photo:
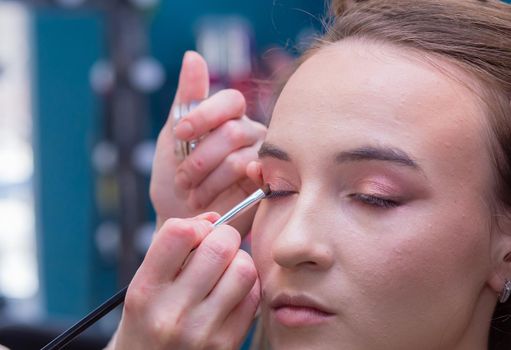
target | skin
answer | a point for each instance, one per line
(422, 273)
(213, 177)
(398, 245)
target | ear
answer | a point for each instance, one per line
(501, 253)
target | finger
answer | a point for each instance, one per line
(240, 319)
(170, 247)
(233, 287)
(231, 171)
(255, 172)
(193, 79)
(210, 114)
(211, 152)
(208, 264)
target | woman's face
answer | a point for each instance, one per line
(379, 234)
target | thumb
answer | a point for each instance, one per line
(193, 79)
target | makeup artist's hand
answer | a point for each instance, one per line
(213, 177)
(206, 300)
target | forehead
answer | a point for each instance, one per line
(353, 93)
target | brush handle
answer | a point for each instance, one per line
(66, 337)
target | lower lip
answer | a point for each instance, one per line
(295, 316)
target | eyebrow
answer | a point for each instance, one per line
(364, 153)
(269, 150)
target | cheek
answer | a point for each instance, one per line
(423, 258)
(267, 223)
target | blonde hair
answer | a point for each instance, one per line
(475, 36)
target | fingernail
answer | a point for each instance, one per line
(186, 55)
(184, 130)
(183, 181)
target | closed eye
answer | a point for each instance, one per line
(276, 194)
(375, 201)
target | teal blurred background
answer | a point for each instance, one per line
(78, 133)
(85, 86)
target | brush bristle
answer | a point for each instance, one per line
(266, 189)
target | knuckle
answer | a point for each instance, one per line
(196, 199)
(136, 300)
(164, 331)
(234, 133)
(237, 100)
(217, 250)
(196, 164)
(179, 229)
(245, 270)
(236, 163)
(193, 201)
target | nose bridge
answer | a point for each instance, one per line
(301, 241)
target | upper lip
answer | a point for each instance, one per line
(299, 300)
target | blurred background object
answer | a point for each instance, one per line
(85, 86)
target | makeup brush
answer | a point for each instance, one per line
(65, 338)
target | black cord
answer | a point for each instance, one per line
(65, 338)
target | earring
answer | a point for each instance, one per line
(506, 292)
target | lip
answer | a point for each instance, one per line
(299, 311)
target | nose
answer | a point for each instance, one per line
(302, 243)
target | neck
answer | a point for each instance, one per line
(475, 336)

#####

> [THE TASK] Scale the items from the line holding "target | lip" through the end of the items, inclusive: reproduce every line, requests included, with each answer coordinate multiplied by 1.7 and rounded to a whole number, halves rounded up.

> [FINISHED ANSWER]
target | lip
answer | a point for each instance, one per line
(508, 529)
target | nose
answer | a point for each instance, one per line
(513, 413)
target | neck
answer | a point for each instance, one per line
(808, 571)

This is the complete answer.